Ingesting content through User Interface (UI)

Edit online

Using the watsonx Assistant for Z Management Console, you can upload content stored in a remote S3-compatible location and ingest it into a dedicated collection source.

About this task

Tenant-based content ingestion helps you organize and manage content in a multi-tenant environment. When you ingest content, you select a specific tenant so that all data is associated with that tenant.

Content ingested for a tenant is isolated and accessible only within that tenant’s scope. This ensures secure, tenant-specific data handling and prevents access across tenants.

You can also use the Service Provider option to ingest content that is shared across all tenants. This is useful for common content that should be available across all tenants.

For more information on multitenancy, see Multitenancy in watsonx Assistant for Z.

Procedure

Navigate to your IBM Software Hub instance and log in.
Click in the top-right corner of the UI and select IBM Cloud Pak for Data.
On the WXA4Z Management Console card, click Launch.

-------------------------

» GIVEN TASK:
Repeat the ingestion page text that begins at the words "Using the watsonx" and ends after "Assistant for Z.", replacing "Service Provider" with "Global Provider".

» MATERIAL PROVIDED:
-------------------------

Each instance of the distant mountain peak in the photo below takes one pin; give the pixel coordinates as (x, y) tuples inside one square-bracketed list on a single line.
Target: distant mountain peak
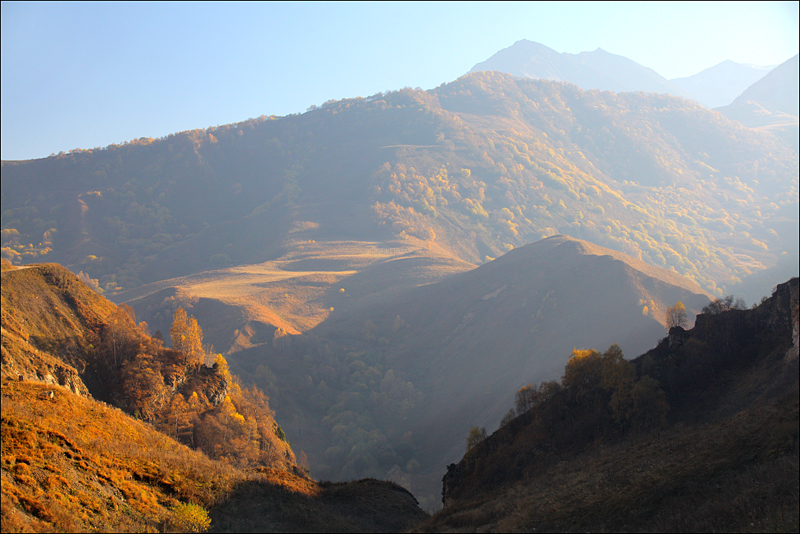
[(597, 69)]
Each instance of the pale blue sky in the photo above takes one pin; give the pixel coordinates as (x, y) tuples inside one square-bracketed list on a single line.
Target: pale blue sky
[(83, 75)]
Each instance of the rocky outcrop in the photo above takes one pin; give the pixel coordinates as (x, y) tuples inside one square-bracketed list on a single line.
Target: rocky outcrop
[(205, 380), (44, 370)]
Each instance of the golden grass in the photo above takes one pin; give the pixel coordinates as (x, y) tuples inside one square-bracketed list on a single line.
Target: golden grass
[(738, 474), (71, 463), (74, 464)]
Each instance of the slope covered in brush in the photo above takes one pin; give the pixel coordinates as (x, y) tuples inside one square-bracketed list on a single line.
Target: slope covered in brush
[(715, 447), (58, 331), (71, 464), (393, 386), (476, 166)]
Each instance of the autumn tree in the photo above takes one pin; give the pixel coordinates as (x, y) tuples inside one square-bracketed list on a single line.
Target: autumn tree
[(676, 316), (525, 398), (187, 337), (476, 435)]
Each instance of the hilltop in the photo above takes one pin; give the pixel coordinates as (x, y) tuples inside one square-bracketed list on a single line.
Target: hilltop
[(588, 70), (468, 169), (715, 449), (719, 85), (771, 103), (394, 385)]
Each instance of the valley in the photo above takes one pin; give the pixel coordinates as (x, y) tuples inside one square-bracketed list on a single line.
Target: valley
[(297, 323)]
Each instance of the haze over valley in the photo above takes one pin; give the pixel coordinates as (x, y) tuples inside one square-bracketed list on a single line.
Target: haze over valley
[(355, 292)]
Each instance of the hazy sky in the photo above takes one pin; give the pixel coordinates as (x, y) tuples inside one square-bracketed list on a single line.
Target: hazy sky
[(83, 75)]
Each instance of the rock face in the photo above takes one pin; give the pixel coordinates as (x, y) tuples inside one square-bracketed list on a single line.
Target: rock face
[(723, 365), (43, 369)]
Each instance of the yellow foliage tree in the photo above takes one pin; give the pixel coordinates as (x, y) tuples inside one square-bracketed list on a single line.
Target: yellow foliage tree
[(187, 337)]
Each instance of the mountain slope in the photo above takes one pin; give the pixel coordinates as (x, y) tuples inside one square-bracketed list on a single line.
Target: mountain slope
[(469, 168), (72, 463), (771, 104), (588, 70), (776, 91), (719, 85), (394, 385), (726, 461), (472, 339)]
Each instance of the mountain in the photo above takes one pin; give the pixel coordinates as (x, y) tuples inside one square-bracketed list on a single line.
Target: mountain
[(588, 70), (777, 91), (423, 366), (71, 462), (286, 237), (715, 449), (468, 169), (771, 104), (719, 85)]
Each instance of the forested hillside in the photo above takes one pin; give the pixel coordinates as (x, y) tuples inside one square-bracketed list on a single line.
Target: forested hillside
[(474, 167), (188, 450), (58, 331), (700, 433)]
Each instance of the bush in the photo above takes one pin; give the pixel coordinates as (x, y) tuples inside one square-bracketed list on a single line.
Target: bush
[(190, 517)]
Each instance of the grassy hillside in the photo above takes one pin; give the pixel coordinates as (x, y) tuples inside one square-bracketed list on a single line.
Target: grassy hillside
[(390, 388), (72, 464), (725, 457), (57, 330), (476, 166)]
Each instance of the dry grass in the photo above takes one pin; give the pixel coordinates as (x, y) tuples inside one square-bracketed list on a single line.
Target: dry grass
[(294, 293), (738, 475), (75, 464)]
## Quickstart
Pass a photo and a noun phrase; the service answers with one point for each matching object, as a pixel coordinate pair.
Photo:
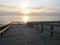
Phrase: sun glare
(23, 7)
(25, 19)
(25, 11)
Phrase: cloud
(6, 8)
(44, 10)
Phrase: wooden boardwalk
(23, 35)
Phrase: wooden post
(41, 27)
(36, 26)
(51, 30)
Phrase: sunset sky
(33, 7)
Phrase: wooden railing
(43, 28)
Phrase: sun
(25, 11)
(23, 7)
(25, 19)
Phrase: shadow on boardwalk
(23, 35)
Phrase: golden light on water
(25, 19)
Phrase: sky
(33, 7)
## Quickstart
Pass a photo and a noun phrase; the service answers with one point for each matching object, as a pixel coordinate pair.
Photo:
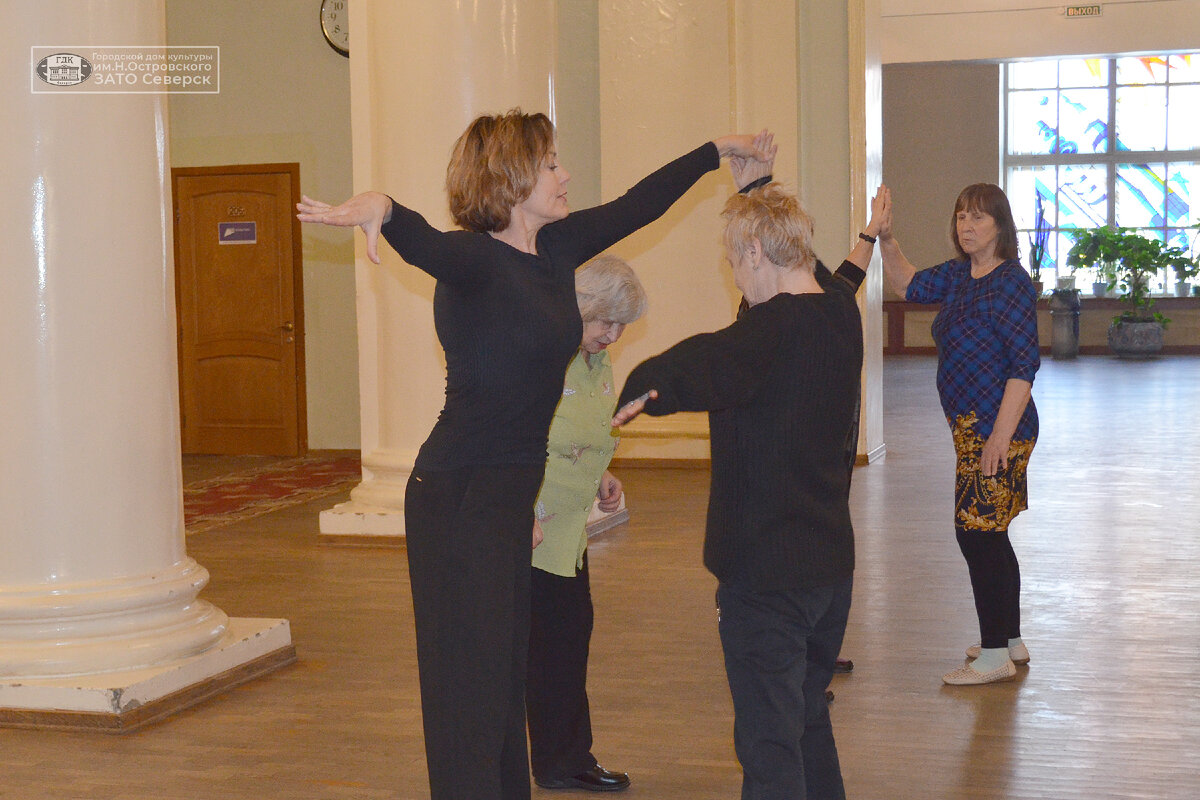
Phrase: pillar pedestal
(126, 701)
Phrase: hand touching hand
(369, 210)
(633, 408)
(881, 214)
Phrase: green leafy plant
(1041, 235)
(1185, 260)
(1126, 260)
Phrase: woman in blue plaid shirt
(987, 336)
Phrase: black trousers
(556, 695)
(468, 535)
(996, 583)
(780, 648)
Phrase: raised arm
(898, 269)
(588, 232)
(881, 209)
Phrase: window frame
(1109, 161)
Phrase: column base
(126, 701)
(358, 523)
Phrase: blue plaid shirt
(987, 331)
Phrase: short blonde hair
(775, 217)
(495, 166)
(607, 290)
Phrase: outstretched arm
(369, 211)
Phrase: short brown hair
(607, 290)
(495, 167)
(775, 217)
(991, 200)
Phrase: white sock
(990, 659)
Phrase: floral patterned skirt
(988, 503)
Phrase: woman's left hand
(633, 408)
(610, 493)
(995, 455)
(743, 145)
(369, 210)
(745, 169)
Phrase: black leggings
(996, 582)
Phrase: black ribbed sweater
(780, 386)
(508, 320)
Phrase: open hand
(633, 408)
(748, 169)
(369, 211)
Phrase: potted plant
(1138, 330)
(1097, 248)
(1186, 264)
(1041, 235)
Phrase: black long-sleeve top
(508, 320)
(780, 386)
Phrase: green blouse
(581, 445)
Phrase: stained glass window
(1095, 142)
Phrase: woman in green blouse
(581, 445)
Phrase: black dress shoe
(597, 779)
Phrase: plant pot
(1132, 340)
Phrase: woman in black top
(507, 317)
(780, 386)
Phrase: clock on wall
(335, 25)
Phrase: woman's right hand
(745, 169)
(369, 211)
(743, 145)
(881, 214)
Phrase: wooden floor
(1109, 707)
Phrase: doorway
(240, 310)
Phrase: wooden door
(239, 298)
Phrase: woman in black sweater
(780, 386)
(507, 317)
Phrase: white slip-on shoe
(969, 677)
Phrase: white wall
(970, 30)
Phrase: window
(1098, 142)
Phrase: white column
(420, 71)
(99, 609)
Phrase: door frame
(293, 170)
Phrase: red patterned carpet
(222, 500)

-------------------------

» RESULT FOR THIS EXERCISE:
Using the watsonx Assistant for Z Management Console, you can upload content stored in a remote S3-compatible location and ingest it into a dedicated collection source.

About this task

Tenant-based content ingestion helps you organize and manage content in a multi-tenant environment. When you ingest content, you select a specific tenant so that all data is associated with that tenant.

Content ingested for a tenant is isolated and accessible only within that tenant’s scope. This ensures secure, tenant-specific data handling and prevents access across tenants.

You can also use the Global Provider option to ingest content that is shared across all tenants. This is useful for common content that should be available across all tenants.

For more information on multitenancy, see Multitenancy in watsonx Assistant for Z.